* start Text provided *

LCG Management Board
Tuesday 27 March 2007 - 16:00–17:00 - Phone Meeting
(Version 1 – 29.3.2007)
A.Aimar (notes), L.Betev, I.Bird, N.Brook, T.Cass, Ph.Charpentier, L.Dell’Agnello, Di Quing, C.Eck, I.Fisk, S.Foffano, D.Foster, J.Gordon, C.Grandi, F.Hernandez, M.Kasemann, J.Knobloch, H.Marten, G.Merino, H.Renshall, L.Robertson (chair), O.Smirnova, R.Tafirout, J.Templon
Mailing List Archive:
Tuesday 3 April 2007 - 16:00-18:00
– F2F Meeting in
1. Minutes and Matters arising (minutes)
1.1 Minutes of Previous Meeting
No comments received. Minutes approved.
1.2 Matters Arising
No matters arising.
2. Action List Review (list of actions)
Actions that are late are highlighted in RED.
Done. The calendars by experiment and site are already available on the SC4 Experiments Plans Wiki.
For example inside that page there are links to all plans:
VOS should always send all updates to H.Renshall (via the ECM meeting).
Done. Alice and LHCb sent their targets for 2007.
3 Apr 2007 - A.Aimar will update the targets for all four LHC experiments and distribute it to the MB.
Not done. Waiting for CMS (D.Newbold) and LHCb (N.Brook).
Done. Summary presented at this MB meeting.
Not done. L.Robertson will propose a new date for this milestone. (end May 2007)
Cancelled. L.Robertson had discussed the issue with J.Engelen. Beyond 2009 there are several options about the evolution of the LHC, but nothing has been decided yet and so computing estimates must remain speculative.
3. Site Reliability Reports for February 2007 – Summary (Reliability Data; Site Reports; Slides) – A.Aimar
All sites commented the Reliability Data document distributed at the end of February (pages 3 to 5 refer to February 2007).
In the attached Slides there are the February reliability daily values (slide 2 and 3) that are summarized and compared to the values in January in slide 4 and in the table below (sites ordered as in the Reliability Data document):
Reliability >= 88% (>= Target)
Reliability >= 79% (>= 90% of Target)
Reliability < 79% (< 90% Target)
The target of 88% for the best 8 sites was not reached
5 Sites > 88% (target)
5+3 Sites > 79% (90% of target)
In January we had 5+4 Sites > 79%.
J.Gordon asked why NDGF data is “n/a” while actually reliability data is available in GridView for NDGF.
L.Robertson replied that it was agreed to wait for a proposal from NDGF on the use of tests that they would develop and which would be equivalent to those of SAM. The results for NDGF will be included when this has been agreed and the new tests developed.
O.Smirnova confirmed that some SAM tests execute successfully (e.g. BDII) but, for instance, those for the CE and the WN need to be developed specifically by NDGF because of the structure of the NDGF Tier-1 site. And those tests are not ready yet.
The table below summarizes the Site Reports received, with “Problem, Solution” format, when the solution is available:
One can notice that the main issues were related to the SRM/MSS systems at the sites:
J.Templon added that the dCache patch fixed the “gridftp doors” problem but not completely. That is why it required further intervention at the site.

* end Text provided *

● Given instruction 1: According to the management board minutes, what reliability target was set for the best 8 sites?

* start Recorded information *

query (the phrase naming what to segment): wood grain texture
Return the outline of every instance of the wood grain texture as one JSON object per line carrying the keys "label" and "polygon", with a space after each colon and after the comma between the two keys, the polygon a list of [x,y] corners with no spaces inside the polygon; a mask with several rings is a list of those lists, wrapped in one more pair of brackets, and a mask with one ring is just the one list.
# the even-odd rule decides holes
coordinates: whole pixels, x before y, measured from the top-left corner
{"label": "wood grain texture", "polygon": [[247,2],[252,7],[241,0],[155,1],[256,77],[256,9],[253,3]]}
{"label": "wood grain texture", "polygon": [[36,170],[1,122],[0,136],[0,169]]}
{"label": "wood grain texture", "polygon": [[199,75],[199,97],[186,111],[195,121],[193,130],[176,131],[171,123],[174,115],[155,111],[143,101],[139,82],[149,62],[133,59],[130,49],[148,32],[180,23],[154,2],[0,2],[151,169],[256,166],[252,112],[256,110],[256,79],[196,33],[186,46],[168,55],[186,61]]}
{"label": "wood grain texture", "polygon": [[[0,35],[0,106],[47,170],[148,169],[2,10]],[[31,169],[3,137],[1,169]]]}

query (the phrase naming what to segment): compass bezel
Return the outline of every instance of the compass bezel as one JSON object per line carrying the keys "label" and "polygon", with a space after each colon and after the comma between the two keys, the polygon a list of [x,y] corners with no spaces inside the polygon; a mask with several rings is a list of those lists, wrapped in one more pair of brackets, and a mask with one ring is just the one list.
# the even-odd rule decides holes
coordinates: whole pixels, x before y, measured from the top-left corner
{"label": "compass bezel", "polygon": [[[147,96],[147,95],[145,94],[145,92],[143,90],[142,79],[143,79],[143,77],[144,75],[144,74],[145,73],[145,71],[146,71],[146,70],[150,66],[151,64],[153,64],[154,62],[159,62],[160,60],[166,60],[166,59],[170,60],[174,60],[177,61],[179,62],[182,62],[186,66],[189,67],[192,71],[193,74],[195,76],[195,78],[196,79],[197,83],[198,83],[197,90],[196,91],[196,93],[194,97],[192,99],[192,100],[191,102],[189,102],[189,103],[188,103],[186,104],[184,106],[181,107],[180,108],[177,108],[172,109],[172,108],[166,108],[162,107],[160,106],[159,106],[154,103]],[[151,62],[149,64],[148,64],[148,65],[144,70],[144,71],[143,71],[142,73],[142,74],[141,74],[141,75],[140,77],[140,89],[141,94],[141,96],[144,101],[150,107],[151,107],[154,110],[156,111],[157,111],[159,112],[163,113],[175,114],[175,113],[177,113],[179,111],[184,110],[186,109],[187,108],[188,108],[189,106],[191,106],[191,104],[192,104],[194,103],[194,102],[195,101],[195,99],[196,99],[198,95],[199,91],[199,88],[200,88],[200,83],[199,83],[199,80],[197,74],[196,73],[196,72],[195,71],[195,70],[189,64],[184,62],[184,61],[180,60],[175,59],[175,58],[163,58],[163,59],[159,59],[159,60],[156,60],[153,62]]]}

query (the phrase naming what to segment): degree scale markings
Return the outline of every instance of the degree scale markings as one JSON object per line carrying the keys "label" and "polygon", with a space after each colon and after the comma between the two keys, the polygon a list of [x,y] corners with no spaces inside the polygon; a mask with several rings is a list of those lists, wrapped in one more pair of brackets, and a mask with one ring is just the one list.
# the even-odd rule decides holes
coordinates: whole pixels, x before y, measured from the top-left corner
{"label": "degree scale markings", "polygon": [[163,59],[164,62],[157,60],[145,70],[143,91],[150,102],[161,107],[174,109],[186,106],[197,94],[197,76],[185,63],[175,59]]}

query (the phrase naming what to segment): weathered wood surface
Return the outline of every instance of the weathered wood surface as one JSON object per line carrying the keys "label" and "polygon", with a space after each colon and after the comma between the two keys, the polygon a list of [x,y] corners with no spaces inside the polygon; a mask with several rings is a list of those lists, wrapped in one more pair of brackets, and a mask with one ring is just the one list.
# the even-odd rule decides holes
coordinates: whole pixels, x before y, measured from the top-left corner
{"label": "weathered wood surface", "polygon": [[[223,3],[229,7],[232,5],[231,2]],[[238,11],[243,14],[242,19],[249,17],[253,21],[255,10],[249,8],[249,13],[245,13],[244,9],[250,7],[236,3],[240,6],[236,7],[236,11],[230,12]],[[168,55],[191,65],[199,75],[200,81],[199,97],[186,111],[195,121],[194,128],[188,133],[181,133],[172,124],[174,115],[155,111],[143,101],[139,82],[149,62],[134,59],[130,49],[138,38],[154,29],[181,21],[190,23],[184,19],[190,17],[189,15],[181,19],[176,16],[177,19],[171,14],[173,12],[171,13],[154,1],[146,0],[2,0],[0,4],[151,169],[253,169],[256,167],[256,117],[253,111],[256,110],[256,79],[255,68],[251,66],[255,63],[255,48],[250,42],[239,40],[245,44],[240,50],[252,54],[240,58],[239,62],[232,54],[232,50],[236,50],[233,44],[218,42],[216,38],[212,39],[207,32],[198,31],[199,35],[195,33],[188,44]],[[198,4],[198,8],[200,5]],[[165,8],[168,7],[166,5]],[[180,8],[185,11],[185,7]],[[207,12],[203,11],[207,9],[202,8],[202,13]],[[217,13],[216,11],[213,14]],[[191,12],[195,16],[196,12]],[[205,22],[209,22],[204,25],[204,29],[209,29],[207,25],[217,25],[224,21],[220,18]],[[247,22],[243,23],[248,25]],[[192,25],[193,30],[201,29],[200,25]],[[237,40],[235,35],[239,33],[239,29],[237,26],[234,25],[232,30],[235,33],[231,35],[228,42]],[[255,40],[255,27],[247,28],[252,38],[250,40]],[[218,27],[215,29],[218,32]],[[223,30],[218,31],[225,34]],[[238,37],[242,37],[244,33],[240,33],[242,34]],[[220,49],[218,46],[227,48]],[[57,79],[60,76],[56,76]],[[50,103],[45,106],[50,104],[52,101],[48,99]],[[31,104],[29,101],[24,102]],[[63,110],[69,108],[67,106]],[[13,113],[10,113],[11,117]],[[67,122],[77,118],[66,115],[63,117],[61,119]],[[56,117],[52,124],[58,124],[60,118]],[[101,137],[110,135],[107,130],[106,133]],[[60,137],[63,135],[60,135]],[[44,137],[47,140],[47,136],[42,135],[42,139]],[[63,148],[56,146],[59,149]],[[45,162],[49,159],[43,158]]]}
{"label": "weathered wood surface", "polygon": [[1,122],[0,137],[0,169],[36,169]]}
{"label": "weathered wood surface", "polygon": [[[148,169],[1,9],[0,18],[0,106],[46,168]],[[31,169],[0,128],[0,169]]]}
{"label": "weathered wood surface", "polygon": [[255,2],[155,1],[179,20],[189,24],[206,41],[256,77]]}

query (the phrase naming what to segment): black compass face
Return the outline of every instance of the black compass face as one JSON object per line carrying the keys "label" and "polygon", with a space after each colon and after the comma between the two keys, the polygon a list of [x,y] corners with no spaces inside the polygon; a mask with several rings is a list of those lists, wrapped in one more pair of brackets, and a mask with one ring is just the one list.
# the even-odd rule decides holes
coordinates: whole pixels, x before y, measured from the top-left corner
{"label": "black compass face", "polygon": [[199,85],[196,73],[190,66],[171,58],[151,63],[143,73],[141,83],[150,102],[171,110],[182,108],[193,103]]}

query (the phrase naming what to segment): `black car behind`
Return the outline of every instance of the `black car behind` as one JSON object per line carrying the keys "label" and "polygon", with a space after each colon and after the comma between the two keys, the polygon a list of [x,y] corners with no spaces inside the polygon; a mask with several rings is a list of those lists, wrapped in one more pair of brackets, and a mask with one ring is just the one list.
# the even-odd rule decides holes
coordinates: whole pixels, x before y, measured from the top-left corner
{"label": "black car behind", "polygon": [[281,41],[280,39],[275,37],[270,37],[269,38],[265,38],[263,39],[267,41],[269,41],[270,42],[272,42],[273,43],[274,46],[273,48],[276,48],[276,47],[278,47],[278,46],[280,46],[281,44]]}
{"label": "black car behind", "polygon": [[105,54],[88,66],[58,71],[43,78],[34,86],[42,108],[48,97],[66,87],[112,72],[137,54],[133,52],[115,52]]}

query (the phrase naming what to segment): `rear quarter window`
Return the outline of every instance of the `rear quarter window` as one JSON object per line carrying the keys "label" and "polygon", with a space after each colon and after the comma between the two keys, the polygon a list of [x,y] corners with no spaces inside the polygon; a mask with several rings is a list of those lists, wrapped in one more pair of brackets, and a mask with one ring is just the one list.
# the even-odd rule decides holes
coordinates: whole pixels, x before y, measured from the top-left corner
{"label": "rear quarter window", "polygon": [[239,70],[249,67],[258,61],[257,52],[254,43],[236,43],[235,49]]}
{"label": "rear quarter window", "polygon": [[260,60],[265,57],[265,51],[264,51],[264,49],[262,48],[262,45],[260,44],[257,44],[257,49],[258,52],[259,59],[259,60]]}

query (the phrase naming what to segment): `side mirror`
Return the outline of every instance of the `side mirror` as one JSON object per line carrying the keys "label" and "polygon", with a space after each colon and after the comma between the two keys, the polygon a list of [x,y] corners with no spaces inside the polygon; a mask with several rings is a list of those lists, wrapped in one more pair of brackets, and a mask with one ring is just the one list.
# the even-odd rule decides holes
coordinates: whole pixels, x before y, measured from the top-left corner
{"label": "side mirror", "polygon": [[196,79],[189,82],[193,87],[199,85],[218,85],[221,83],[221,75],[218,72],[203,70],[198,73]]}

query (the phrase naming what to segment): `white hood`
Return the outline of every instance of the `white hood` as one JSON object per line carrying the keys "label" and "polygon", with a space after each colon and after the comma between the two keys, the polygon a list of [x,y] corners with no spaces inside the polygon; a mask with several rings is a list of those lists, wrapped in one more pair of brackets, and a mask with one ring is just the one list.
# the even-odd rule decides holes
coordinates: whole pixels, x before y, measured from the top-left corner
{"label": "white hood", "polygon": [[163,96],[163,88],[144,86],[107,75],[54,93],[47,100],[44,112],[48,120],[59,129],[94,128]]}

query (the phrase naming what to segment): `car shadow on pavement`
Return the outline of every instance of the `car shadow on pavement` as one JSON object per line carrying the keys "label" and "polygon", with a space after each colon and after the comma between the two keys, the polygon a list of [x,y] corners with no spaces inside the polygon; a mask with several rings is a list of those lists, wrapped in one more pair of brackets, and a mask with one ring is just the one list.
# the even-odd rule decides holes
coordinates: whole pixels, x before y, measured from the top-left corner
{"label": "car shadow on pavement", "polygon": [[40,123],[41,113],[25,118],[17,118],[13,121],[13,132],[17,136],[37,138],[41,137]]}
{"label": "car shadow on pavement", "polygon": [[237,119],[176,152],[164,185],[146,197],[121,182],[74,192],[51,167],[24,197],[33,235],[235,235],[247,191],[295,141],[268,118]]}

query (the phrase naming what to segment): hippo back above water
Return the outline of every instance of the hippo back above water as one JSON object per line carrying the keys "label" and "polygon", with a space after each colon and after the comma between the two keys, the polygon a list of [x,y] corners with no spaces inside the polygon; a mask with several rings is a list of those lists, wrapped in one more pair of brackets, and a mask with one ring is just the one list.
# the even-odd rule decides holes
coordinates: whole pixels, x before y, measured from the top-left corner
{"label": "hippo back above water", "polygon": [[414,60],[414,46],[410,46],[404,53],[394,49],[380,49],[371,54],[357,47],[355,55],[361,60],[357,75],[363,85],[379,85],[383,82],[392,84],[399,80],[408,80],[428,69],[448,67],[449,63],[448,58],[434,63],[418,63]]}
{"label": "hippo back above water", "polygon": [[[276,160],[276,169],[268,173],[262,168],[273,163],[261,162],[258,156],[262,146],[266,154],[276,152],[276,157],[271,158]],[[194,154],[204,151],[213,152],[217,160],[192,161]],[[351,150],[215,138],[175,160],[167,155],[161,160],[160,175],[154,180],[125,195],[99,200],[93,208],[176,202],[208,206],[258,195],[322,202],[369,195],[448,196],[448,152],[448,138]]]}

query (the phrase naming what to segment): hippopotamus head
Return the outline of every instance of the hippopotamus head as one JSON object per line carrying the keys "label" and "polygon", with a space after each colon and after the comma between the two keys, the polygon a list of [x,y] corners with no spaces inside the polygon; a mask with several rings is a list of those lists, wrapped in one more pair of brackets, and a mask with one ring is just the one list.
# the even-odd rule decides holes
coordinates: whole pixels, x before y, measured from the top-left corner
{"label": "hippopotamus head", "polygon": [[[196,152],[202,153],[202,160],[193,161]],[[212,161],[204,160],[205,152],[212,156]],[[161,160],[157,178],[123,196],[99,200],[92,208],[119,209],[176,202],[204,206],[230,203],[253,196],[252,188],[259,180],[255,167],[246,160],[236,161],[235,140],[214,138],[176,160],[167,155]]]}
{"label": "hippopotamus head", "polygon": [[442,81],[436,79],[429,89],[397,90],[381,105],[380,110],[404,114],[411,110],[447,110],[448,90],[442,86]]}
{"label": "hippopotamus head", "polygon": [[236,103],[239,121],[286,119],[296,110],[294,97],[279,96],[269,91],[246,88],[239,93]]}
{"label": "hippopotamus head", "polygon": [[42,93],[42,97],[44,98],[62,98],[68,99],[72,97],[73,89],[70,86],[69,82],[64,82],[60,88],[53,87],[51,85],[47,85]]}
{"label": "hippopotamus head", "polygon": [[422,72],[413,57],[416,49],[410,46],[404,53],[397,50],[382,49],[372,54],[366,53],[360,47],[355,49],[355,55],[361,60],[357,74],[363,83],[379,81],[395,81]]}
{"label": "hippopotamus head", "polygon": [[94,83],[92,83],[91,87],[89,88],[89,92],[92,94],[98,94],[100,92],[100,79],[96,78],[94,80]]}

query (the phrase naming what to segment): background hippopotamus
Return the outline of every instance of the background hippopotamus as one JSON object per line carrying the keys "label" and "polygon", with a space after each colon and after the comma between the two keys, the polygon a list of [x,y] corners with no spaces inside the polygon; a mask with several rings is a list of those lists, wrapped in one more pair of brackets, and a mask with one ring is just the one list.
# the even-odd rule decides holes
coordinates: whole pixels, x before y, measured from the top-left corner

* end Recorded information *

● Given instruction 2: Return every line of the records that contains the word "degree".

● Right answer 1: 88%

● Right answer 2:
query (the phrase naming what to segment): degree scale markings
Return the outline of every instance of the degree scale markings as one JSON object per line carrying the keys "label" and "polygon", with a space after each colon and after the comma between the two keys, the polygon a list of [x,y] corners with no spaces inside the polygon; a mask with several rings is a list of those lists, wrapped in one more pair of brackets, and a mask with one ring is just the one list.
{"label": "degree scale markings", "polygon": [[163,59],[164,62],[157,60],[145,70],[143,91],[150,102],[161,107],[174,109],[186,106],[197,94],[197,76],[185,63],[175,59]]}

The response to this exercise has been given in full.